• [Data for this exercise]:
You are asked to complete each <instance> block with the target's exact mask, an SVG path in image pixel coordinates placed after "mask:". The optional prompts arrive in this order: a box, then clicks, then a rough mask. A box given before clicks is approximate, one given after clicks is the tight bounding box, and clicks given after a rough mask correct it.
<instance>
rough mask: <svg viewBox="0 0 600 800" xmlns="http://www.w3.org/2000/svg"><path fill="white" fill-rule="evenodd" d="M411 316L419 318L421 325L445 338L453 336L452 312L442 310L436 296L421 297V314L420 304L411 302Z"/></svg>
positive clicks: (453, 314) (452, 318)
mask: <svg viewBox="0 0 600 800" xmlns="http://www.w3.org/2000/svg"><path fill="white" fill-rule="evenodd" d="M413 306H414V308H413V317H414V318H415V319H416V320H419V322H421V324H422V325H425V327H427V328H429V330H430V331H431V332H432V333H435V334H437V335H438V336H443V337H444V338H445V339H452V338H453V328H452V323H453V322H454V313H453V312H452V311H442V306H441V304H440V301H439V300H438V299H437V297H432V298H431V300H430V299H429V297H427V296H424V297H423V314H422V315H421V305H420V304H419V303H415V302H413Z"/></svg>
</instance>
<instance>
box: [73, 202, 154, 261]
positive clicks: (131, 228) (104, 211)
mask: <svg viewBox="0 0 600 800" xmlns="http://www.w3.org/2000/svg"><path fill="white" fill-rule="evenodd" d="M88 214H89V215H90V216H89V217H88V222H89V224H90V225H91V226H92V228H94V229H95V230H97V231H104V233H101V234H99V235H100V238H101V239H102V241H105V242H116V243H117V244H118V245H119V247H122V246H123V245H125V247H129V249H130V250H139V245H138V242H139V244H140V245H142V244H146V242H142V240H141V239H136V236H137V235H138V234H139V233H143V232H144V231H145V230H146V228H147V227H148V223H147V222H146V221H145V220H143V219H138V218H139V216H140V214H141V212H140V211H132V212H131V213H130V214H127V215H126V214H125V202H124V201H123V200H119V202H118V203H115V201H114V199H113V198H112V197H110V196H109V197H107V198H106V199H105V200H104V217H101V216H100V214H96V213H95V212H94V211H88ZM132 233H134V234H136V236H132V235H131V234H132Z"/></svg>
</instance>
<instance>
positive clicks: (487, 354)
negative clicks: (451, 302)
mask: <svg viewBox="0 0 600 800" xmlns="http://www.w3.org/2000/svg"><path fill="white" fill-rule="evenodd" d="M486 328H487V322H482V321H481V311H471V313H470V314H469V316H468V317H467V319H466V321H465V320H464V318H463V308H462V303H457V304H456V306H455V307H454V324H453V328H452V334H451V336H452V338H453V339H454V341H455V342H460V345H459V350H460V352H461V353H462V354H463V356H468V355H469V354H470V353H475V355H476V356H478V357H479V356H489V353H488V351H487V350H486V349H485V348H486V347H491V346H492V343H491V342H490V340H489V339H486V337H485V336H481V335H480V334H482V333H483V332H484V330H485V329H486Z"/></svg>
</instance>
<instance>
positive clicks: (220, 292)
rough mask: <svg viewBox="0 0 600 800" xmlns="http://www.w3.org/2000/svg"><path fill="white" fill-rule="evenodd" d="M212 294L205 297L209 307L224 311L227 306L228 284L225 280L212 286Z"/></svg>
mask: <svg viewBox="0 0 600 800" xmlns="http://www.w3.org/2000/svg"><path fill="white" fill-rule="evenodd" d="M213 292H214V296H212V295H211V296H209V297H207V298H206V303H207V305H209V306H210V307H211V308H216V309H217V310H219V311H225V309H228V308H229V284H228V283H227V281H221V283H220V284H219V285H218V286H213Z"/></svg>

• [What the exercise asks]: Everything from the line containing "294L205 297L209 307L224" to the end of the data above should be quoted exactly, please, both ends included, and nothing outside that span.

• [Answer to this problem]:
rough mask: <svg viewBox="0 0 600 800" xmlns="http://www.w3.org/2000/svg"><path fill="white" fill-rule="evenodd" d="M212 294L205 297L209 307L224 311L227 306L228 284L225 280L212 286Z"/></svg>
mask: <svg viewBox="0 0 600 800" xmlns="http://www.w3.org/2000/svg"><path fill="white" fill-rule="evenodd" d="M213 292H214V296H212V295H211V296H209V297H207V298H206V303H207V305H209V306H210V307H211V308H216V309H217V310H219V311H225V309H228V308H229V284H228V283H227V281H221V283H220V284H219V285H218V286H213Z"/></svg>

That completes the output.